* Page excerpt *
┌────────

I'm fairly new to all of this. And I tore out the plaster out of curiosity in the hopes that I could open it up to french doors and cut 2 new 2'6" x 4'6" windows. This looks nothing like any of the construction techniques I have seen and learned about. This is second story is post and beam construction. If I'm right about this, the wall studs between the load bearing beams should not be load bearing. Everything about what I see here leads me to believe that the original roof line is carrying an important load. If I'm right, I don't know how or why. Has anyone seen anything like this before?

Scuba_Dave 02-25-2010 11:14 PM

I'm thinking this is the gable end
Do you have a pic up near the peak ?
If there are rafters going to either side they should be carrying the load

JayG 02-25-2010 11:34 PM

2 Attachment(s)
Here is a pic of the peak. You can see the ridge beam and the header that is installed wrong. Also is a pic of the front of the house with the original roof line.

Scuba_Dave 02-25-2010 11:40 PM

Ah...that is a BEAM...no rafter ties
So it is needed to hold up the roof, keep walls from spreading
I hope that support goes all the way down to the foundation

The gable end should still not be load bearing
As long as they put new rafters from the outside wall to the ridge beam
The 2x's might be under some load due to settling, weight of the roof

JayG 02-25-2010 11:49 PM

My guess is that the support goes all the way to the foundation...it is sistered to the original single story wall studs. But the top plate looks like it is carrying a significant load I think because of the poorly installed header. I would love to know why they decided to keep the original roof line. If it was for decoration or for ease of construction.

└────────

* Given information *

┌────────

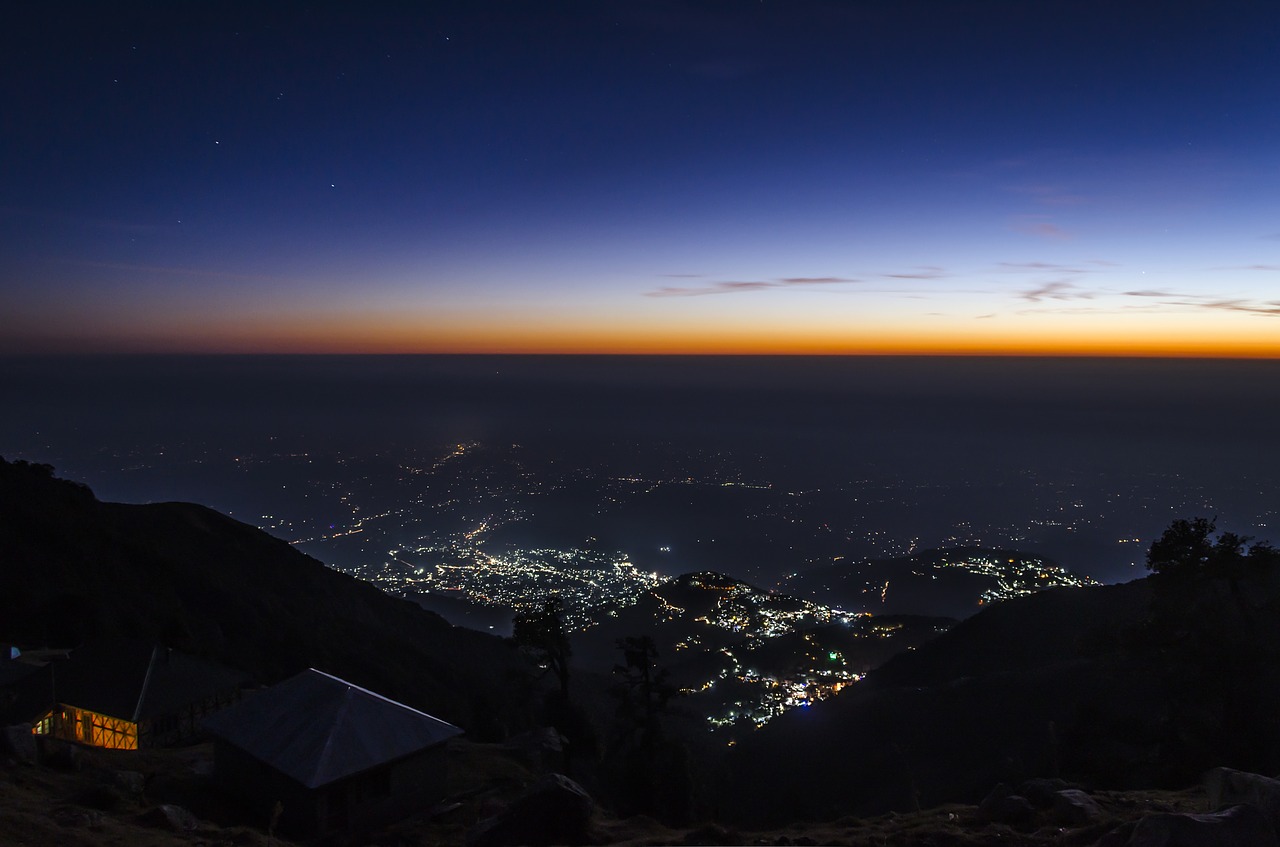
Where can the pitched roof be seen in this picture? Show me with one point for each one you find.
(318, 728)
(136, 681)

└────────

* Problems to solve *
(A) Summarize the forum thread about the second-story wall in two sentences.
(B) Answer these questions from the forum thread, one per line:
(i) What size were the two new windows the first poster hoped to cut?
(ii) According to Scuba_Dave, what might put the 2x's under some load?
(iii) What does JayG say the support is sistered to?
(C) For each statement, say yes or no depending on whether the forum thread agrees with it, and quote the words that decide it.
(i) The first poster has long experience with construction.
(ii) JayG thinks the header was poorly installed.
(iii) JayG knows why the original roof line was kept.

* Task solutions *
(A) After tearing out plaster in hopes of adding french doors and two new windows, the first poster found post and beam construction on the second story and came to believe the original roof line was carrying an important load. Scuba_Dave, after seeing a picture of the peak, said it is a beam with no rafter ties and is needed to hold up the roof and keep the walls from spreading, though the gable end should still not be load bearing as long as new rafters run from the outside wall to the ridge beam.

(B)
(i) 2'6" x 4'6"
(ii) Settling and the weight of the roof
(iii) The original single story wall studs

(C)
(i) No: "I'm fairly new to all of this."
(ii) Yes: "the top plate looks like it is carrying a significant load I think because of the poorly installed header."
(iii) No: "I would love to know why they decided to keep the original roof line."